(A block of data)
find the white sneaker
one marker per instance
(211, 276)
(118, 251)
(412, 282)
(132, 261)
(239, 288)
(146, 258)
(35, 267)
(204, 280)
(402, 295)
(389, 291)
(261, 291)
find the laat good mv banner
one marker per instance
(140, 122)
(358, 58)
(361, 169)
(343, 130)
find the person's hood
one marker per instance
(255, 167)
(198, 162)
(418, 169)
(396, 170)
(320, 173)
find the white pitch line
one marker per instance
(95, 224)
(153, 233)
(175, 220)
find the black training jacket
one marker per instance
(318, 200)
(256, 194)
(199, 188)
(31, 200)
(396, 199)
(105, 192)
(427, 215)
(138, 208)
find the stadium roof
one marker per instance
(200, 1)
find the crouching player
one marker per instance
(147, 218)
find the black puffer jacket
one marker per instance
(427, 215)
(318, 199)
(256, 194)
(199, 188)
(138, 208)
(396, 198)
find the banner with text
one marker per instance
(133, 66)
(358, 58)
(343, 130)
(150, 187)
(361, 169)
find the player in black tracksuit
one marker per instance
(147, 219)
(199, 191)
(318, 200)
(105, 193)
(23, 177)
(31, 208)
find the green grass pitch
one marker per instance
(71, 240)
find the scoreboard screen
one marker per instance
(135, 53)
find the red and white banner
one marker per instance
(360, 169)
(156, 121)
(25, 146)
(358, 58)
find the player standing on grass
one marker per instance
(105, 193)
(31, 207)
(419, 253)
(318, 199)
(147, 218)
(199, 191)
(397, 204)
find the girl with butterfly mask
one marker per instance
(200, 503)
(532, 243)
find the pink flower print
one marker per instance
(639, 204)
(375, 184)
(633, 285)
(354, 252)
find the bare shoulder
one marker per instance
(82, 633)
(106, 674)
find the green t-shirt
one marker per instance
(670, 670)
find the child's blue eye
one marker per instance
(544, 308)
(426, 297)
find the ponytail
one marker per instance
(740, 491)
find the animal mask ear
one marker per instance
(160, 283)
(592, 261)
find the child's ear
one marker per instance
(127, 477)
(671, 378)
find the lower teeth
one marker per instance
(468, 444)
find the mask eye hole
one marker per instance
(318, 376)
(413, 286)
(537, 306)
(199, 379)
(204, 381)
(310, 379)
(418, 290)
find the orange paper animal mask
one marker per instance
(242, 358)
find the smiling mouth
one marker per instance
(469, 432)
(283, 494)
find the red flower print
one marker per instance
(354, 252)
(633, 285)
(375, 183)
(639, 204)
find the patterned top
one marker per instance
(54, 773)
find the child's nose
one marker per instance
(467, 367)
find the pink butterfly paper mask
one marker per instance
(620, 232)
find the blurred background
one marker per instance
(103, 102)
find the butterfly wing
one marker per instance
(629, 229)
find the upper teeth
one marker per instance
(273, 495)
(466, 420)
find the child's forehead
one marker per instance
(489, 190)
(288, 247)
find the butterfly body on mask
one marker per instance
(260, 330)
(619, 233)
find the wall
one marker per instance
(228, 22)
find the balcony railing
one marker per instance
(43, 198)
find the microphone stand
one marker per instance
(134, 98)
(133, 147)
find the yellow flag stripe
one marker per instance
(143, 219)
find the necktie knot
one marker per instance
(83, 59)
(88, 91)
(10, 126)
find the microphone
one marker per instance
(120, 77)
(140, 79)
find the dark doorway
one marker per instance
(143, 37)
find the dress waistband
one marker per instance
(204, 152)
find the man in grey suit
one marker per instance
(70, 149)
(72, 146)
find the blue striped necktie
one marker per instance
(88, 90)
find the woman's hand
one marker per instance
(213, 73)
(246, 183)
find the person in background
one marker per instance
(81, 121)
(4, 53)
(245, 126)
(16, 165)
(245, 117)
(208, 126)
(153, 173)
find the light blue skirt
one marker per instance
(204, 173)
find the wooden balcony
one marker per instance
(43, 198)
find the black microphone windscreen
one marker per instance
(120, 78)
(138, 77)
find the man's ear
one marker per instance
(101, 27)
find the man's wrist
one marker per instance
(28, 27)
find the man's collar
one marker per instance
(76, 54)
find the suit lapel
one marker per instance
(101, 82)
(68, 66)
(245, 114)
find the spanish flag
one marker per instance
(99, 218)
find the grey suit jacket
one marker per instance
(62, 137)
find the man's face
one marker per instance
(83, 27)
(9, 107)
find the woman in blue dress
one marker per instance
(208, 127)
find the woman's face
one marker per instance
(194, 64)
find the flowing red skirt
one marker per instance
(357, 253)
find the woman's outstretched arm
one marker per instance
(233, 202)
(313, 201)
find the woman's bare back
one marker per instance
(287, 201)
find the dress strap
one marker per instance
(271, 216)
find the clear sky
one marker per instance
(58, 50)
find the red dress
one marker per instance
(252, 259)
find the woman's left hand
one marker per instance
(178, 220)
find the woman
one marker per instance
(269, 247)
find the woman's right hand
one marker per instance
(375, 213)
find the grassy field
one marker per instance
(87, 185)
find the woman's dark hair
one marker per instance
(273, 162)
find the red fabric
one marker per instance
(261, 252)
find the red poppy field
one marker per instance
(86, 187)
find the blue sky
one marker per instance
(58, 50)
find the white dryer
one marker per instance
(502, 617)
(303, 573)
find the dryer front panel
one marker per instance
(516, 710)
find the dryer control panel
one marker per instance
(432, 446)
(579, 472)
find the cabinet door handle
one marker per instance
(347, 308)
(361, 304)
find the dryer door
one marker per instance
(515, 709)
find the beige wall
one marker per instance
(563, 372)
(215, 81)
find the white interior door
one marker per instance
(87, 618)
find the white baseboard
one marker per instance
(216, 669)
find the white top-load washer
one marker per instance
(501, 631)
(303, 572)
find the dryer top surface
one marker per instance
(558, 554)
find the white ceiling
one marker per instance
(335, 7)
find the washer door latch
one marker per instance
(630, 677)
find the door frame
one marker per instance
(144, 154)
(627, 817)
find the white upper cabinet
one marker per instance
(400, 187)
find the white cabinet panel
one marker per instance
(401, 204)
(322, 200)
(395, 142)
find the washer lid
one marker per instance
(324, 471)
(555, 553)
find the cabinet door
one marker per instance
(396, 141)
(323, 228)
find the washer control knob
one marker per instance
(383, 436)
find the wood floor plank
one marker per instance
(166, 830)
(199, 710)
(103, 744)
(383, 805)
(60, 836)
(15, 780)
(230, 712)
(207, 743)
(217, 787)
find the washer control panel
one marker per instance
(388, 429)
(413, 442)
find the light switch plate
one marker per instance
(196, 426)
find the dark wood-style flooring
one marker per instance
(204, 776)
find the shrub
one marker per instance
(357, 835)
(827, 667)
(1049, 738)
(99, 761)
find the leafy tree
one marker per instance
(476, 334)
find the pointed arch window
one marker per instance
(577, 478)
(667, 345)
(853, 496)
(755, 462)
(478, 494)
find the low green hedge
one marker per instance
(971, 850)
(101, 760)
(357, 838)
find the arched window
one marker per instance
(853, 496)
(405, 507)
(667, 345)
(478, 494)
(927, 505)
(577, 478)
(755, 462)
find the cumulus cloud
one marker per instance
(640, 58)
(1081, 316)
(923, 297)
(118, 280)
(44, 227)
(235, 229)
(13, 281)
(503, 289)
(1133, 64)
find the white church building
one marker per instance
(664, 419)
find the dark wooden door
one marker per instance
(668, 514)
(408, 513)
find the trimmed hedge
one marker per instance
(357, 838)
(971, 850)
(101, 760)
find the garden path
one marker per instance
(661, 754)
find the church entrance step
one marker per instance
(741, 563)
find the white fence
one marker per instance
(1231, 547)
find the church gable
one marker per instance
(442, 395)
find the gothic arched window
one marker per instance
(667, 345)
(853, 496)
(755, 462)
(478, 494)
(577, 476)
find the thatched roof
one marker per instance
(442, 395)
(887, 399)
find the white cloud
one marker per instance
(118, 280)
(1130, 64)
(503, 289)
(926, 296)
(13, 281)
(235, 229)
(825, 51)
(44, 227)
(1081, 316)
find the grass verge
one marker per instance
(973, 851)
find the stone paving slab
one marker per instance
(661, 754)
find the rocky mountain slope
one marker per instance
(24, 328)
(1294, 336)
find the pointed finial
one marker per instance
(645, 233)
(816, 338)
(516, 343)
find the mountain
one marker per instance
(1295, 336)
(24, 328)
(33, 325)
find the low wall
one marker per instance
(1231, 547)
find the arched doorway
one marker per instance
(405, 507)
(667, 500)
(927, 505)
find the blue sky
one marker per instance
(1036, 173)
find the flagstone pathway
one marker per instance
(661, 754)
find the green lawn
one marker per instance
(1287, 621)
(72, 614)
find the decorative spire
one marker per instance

## Given instruction:
Rewrite the data from the line with "find the flagstone pathway" up to and including its last line, changing "marker" to "point" and leaving everything else as it is.

## Response for this exercise:
find the flagstone pathway
one point per instance
(661, 754)
find the green lawn
one point per instance
(1287, 621)
(72, 614)
find the decorative spire
one point per instance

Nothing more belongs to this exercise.